→ **What you should do**:
Pick out every line in the records below that contains the string "drawer", and copy each one. Case counts.

Image box annotation records:
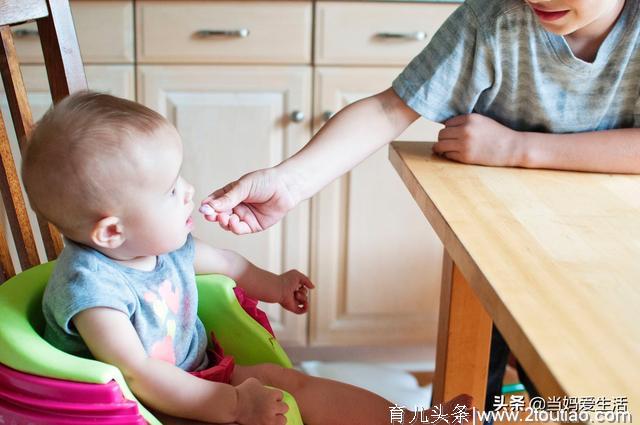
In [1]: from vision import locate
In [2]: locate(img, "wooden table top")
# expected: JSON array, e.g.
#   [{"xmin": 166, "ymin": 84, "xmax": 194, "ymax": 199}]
[{"xmin": 389, "ymin": 143, "xmax": 640, "ymax": 417}]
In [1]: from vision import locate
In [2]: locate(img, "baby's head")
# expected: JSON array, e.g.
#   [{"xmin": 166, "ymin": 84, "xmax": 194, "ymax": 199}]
[
  {"xmin": 22, "ymin": 92, "xmax": 193, "ymax": 259},
  {"xmin": 525, "ymin": 0, "xmax": 625, "ymax": 38}
]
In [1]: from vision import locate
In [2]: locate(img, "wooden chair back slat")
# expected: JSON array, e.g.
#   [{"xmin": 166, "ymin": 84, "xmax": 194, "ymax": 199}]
[
  {"xmin": 36, "ymin": 0, "xmax": 87, "ymax": 103},
  {"xmin": 0, "ymin": 0, "xmax": 87, "ymax": 282},
  {"xmin": 0, "ymin": 26, "xmax": 63, "ymax": 260},
  {"xmin": 0, "ymin": 0, "xmax": 48, "ymax": 25},
  {"xmin": 0, "ymin": 107, "xmax": 40, "ymax": 273},
  {"xmin": 0, "ymin": 210, "xmax": 16, "ymax": 283}
]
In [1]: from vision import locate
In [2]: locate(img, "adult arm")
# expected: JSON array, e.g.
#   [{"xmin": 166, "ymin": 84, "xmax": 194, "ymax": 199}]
[{"xmin": 433, "ymin": 114, "xmax": 640, "ymax": 174}]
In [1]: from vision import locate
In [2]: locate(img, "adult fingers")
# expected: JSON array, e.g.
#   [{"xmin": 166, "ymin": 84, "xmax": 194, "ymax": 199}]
[
  {"xmin": 432, "ymin": 139, "xmax": 460, "ymax": 155},
  {"xmin": 233, "ymin": 204, "xmax": 263, "ymax": 233},
  {"xmin": 438, "ymin": 126, "xmax": 463, "ymax": 141},
  {"xmin": 443, "ymin": 152, "xmax": 465, "ymax": 162},
  {"xmin": 205, "ymin": 179, "xmax": 251, "ymax": 211}
]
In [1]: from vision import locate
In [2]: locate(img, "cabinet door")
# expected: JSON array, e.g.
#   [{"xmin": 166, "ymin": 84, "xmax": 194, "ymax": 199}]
[
  {"xmin": 0, "ymin": 65, "xmax": 135, "ymax": 272},
  {"xmin": 138, "ymin": 65, "xmax": 311, "ymax": 345},
  {"xmin": 310, "ymin": 67, "xmax": 442, "ymax": 345}
]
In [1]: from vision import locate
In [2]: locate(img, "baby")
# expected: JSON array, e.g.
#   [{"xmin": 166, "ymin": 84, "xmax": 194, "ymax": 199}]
[{"xmin": 22, "ymin": 92, "xmax": 470, "ymax": 425}]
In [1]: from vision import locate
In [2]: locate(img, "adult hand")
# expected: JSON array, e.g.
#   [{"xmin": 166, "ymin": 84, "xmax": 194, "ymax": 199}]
[
  {"xmin": 433, "ymin": 114, "xmax": 526, "ymax": 167},
  {"xmin": 280, "ymin": 270, "xmax": 315, "ymax": 314},
  {"xmin": 236, "ymin": 378, "xmax": 289, "ymax": 425},
  {"xmin": 200, "ymin": 168, "xmax": 298, "ymax": 235}
]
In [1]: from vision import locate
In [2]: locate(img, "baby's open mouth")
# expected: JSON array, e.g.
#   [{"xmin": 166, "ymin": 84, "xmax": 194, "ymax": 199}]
[{"xmin": 533, "ymin": 7, "xmax": 569, "ymax": 21}]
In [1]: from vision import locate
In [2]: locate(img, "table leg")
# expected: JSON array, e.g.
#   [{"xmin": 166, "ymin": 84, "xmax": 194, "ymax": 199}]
[{"xmin": 433, "ymin": 251, "xmax": 492, "ymax": 410}]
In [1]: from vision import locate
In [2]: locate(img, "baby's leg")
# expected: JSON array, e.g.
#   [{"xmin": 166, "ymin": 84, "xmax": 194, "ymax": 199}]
[{"xmin": 231, "ymin": 364, "xmax": 471, "ymax": 425}]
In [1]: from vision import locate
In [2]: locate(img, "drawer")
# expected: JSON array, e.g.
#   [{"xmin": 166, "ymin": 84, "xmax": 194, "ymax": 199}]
[
  {"xmin": 136, "ymin": 1, "xmax": 312, "ymax": 64},
  {"xmin": 315, "ymin": 2, "xmax": 459, "ymax": 65},
  {"xmin": 13, "ymin": 0, "xmax": 133, "ymax": 64}
]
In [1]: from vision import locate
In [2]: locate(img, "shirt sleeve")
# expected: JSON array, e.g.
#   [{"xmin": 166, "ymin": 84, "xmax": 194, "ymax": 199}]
[
  {"xmin": 392, "ymin": 3, "xmax": 494, "ymax": 122},
  {"xmin": 43, "ymin": 255, "xmax": 137, "ymax": 336}
]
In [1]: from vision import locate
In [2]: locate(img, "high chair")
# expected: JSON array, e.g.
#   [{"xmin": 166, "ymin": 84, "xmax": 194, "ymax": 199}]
[{"xmin": 0, "ymin": 0, "xmax": 302, "ymax": 425}]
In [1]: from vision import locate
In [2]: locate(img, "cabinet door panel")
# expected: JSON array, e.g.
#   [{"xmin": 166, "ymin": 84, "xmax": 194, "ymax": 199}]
[
  {"xmin": 311, "ymin": 67, "xmax": 442, "ymax": 345},
  {"xmin": 138, "ymin": 65, "xmax": 311, "ymax": 345}
]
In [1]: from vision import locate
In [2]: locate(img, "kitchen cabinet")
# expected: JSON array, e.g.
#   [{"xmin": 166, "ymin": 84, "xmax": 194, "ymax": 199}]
[{"xmin": 2, "ymin": 0, "xmax": 457, "ymax": 357}]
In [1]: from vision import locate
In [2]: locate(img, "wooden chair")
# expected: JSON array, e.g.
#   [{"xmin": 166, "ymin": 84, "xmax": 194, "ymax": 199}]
[
  {"xmin": 0, "ymin": 0, "xmax": 87, "ymax": 282},
  {"xmin": 0, "ymin": 0, "xmax": 302, "ymax": 425}
]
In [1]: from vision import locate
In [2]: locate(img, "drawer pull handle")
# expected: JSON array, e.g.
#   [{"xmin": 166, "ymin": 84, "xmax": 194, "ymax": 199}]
[
  {"xmin": 374, "ymin": 31, "xmax": 427, "ymax": 41},
  {"xmin": 289, "ymin": 111, "xmax": 304, "ymax": 122},
  {"xmin": 13, "ymin": 28, "xmax": 38, "ymax": 38},
  {"xmin": 193, "ymin": 28, "xmax": 251, "ymax": 38}
]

→ **Written response**:
In [2]: locate(img, "drawer")
In [2]: locate(img, "drawer pull handle")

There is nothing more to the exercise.